## Input rows
----

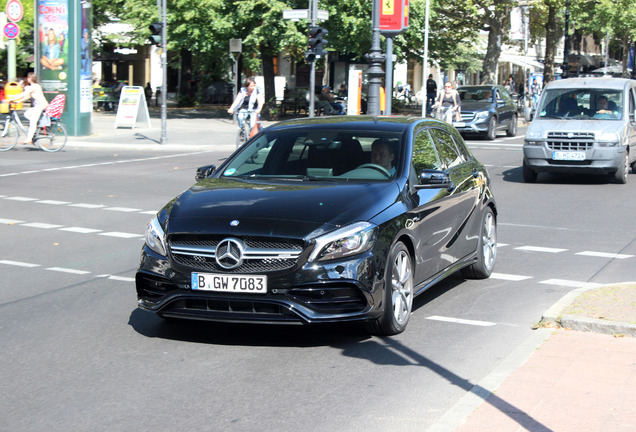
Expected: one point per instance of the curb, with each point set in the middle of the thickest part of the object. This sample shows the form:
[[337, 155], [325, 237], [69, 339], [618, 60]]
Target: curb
[[553, 316]]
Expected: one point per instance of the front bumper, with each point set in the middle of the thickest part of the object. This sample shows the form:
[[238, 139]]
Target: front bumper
[[598, 160], [340, 291]]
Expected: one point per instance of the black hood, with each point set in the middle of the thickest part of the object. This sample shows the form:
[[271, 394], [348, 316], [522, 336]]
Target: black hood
[[275, 209]]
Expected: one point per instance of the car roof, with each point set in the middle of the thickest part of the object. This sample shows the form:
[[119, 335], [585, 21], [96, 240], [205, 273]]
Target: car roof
[[353, 122], [591, 82]]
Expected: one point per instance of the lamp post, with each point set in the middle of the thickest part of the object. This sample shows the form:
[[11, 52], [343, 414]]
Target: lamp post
[[566, 42]]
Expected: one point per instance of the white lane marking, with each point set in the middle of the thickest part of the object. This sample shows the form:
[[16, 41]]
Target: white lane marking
[[67, 270], [18, 263], [570, 283], [21, 199], [510, 277], [53, 202], [118, 278], [120, 234], [540, 249], [462, 321], [80, 230], [10, 221], [41, 225], [604, 255], [83, 205], [122, 209]]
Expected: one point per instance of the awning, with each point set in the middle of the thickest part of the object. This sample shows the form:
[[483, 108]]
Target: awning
[[522, 61]]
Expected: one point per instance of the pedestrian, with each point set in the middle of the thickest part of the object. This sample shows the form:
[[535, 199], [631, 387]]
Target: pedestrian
[[32, 91], [248, 100], [431, 93]]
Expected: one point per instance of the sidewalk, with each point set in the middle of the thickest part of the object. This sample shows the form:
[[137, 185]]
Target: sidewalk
[[577, 377], [195, 129]]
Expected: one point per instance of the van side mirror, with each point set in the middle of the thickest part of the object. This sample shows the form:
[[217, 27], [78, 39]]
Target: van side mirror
[[434, 179], [204, 171]]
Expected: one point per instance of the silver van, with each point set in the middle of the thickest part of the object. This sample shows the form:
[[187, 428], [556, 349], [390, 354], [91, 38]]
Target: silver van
[[583, 125]]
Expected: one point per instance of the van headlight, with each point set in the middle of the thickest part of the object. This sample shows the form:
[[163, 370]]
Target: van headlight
[[155, 237], [350, 240], [482, 115]]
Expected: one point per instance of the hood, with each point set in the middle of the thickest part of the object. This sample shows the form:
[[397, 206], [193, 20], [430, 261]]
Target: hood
[[598, 126], [468, 106], [275, 209]]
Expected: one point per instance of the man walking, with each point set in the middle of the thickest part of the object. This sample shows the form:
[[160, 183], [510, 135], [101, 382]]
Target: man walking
[[431, 93]]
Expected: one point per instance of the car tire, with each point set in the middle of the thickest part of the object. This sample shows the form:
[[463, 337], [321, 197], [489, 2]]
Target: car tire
[[398, 293], [491, 133], [529, 175], [486, 248], [620, 176], [512, 130]]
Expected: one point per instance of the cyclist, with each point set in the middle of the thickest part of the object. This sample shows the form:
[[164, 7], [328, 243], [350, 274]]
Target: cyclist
[[32, 91], [248, 99]]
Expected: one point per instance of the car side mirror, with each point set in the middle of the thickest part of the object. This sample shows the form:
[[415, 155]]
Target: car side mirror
[[203, 172], [434, 179]]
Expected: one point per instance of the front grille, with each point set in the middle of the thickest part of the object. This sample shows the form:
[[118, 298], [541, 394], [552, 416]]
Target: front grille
[[570, 141], [467, 117], [261, 254]]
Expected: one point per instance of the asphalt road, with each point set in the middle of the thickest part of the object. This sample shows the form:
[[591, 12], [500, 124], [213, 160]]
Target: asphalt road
[[78, 355]]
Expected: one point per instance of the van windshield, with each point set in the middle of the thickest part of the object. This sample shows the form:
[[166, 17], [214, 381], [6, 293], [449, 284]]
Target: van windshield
[[602, 104]]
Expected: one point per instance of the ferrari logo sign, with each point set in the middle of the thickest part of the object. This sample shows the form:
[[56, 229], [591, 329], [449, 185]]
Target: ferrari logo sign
[[11, 30], [394, 17]]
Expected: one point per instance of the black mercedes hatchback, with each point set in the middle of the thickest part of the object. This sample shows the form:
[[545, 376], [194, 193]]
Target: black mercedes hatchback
[[343, 218]]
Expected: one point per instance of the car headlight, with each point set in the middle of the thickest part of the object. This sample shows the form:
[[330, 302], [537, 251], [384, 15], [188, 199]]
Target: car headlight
[[608, 139], [350, 240], [155, 237], [481, 115]]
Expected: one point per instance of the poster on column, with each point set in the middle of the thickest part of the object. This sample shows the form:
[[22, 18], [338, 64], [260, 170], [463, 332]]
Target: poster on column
[[53, 45]]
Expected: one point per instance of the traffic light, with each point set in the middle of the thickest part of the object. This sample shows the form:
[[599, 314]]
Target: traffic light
[[155, 37], [316, 43]]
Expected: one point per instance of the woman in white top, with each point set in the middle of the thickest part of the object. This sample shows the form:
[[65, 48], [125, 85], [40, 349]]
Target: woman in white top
[[32, 91]]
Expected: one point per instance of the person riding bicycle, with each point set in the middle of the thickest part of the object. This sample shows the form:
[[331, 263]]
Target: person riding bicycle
[[448, 99], [247, 99], [32, 91]]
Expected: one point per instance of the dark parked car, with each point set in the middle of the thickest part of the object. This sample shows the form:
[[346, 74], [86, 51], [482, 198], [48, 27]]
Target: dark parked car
[[319, 220], [486, 110]]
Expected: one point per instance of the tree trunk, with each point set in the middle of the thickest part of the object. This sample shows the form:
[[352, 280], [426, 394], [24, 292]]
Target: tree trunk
[[267, 60], [496, 21], [550, 45]]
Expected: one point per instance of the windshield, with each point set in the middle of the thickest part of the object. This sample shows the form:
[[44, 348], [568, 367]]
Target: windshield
[[600, 104], [318, 154], [478, 94]]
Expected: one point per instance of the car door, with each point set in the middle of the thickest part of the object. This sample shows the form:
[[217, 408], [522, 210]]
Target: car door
[[436, 213]]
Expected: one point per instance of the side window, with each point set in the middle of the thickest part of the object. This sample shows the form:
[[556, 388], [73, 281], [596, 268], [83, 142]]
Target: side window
[[446, 149], [424, 154]]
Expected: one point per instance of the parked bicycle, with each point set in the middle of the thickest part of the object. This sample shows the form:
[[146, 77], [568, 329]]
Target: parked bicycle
[[50, 134]]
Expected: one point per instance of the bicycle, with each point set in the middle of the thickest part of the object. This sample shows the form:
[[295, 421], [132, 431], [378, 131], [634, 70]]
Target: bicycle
[[50, 138]]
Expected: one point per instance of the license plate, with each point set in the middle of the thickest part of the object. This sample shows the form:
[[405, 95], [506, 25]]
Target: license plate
[[568, 155], [229, 283]]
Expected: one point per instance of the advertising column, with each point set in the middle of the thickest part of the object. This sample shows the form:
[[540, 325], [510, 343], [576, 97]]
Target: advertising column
[[64, 58]]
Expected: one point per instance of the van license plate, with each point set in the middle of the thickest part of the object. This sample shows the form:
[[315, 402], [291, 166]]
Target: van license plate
[[568, 156]]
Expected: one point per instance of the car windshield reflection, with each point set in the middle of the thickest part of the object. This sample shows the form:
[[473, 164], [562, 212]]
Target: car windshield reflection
[[318, 155]]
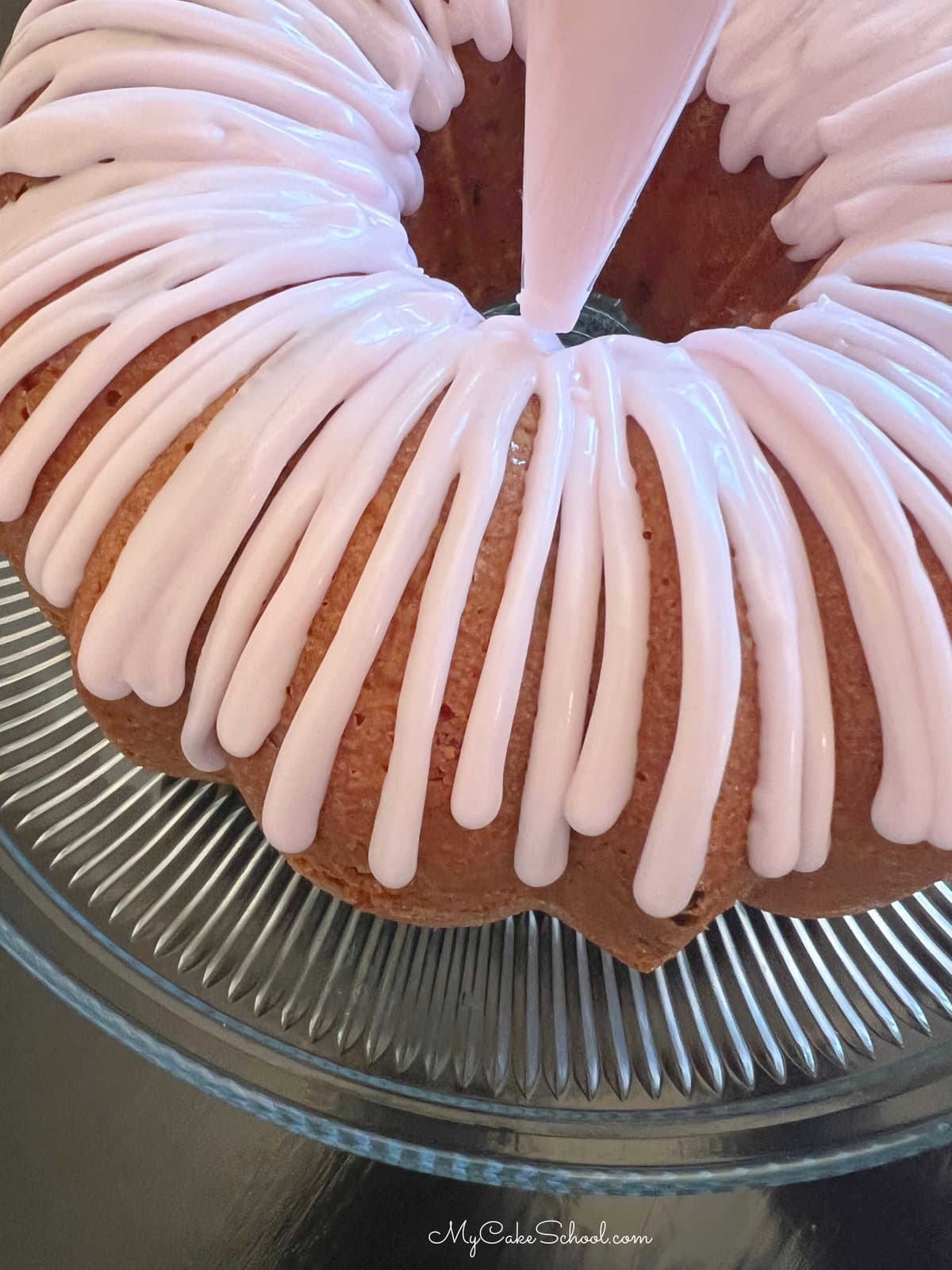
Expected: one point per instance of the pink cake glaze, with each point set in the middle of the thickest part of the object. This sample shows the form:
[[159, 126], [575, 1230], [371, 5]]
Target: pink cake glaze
[[270, 146], [605, 87]]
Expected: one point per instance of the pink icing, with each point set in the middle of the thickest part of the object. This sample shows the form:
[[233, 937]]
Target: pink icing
[[605, 86], [268, 146]]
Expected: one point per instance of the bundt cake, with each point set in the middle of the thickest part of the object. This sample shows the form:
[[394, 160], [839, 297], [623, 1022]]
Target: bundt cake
[[475, 620]]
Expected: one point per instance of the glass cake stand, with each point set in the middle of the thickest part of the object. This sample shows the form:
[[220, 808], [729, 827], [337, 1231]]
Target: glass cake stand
[[768, 1052]]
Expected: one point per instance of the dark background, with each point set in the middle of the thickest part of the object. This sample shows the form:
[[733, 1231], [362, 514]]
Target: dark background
[[108, 1164]]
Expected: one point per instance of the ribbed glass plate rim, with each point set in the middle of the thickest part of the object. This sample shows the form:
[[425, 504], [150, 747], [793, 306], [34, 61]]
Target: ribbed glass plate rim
[[776, 1166], [862, 1073]]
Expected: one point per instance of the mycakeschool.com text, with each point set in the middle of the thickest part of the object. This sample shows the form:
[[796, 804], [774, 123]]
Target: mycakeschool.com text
[[551, 1232]]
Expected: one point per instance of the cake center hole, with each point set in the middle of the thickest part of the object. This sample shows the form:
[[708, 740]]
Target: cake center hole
[[602, 315]]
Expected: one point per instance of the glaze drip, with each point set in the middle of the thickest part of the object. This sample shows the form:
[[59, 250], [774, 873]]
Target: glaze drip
[[259, 154]]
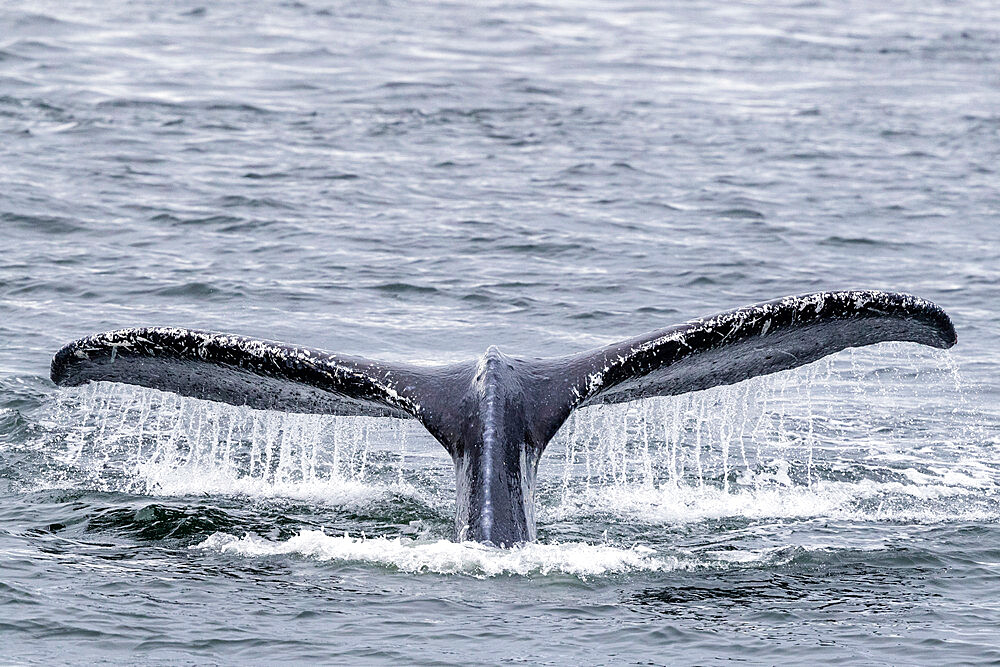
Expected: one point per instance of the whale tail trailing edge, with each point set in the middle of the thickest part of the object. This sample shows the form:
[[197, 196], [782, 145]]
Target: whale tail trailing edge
[[496, 414]]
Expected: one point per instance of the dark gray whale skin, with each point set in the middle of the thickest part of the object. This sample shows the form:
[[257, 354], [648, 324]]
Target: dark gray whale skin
[[496, 414]]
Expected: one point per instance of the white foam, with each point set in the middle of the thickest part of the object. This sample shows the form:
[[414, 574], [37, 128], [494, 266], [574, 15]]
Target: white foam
[[572, 558], [681, 504]]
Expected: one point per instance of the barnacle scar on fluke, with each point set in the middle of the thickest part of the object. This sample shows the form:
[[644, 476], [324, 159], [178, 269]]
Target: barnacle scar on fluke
[[496, 414]]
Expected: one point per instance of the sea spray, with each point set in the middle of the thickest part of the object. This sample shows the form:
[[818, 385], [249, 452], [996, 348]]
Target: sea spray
[[766, 441]]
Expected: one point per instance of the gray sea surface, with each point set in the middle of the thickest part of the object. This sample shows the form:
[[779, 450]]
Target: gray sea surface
[[417, 181]]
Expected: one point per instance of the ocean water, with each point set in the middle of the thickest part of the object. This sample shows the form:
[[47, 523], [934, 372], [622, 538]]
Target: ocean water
[[417, 181]]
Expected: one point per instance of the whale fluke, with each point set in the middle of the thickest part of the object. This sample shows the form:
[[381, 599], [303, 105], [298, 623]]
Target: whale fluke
[[496, 414]]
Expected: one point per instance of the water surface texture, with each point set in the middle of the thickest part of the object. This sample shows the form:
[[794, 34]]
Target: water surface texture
[[417, 181]]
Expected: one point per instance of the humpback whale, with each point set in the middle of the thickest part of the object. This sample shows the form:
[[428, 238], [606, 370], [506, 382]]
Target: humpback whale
[[495, 414]]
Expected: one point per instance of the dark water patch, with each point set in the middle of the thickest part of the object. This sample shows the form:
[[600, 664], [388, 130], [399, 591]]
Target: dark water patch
[[400, 288], [864, 241], [741, 213], [160, 522], [46, 224], [238, 201], [197, 290]]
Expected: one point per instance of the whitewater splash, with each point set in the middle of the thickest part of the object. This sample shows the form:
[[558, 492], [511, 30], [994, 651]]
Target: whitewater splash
[[875, 433]]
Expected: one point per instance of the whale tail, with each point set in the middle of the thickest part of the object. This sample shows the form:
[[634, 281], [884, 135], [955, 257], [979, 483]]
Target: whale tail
[[496, 414]]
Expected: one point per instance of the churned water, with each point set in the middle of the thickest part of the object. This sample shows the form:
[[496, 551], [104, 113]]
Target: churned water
[[417, 181]]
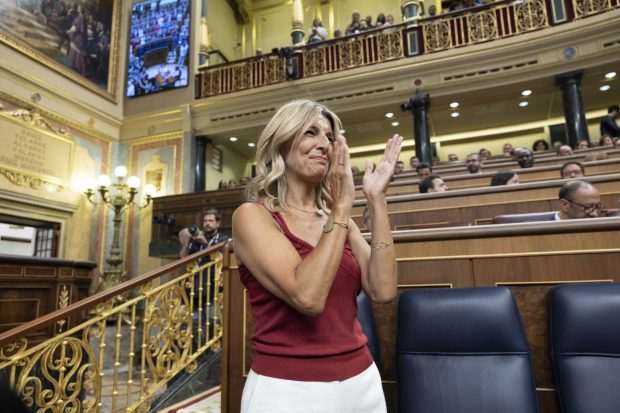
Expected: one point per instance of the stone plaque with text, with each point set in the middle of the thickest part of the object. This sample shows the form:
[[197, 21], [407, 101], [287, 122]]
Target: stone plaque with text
[[27, 149]]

----

## Exercise aim
Give again, unchanged, the part of the records that opens with the line containing "Expected: one point per instance of the car roof, with" and closes with the line containing "[[353, 122], [591, 82]]", both included.

## Reply
Expected: one point per instance of the car roof, with each point set in the middle of the thickest part of the object. This sample shows the form:
[[119, 335], [585, 21], [96, 240], [205, 273]]
Target: car roof
[[353, 122], [591, 82]]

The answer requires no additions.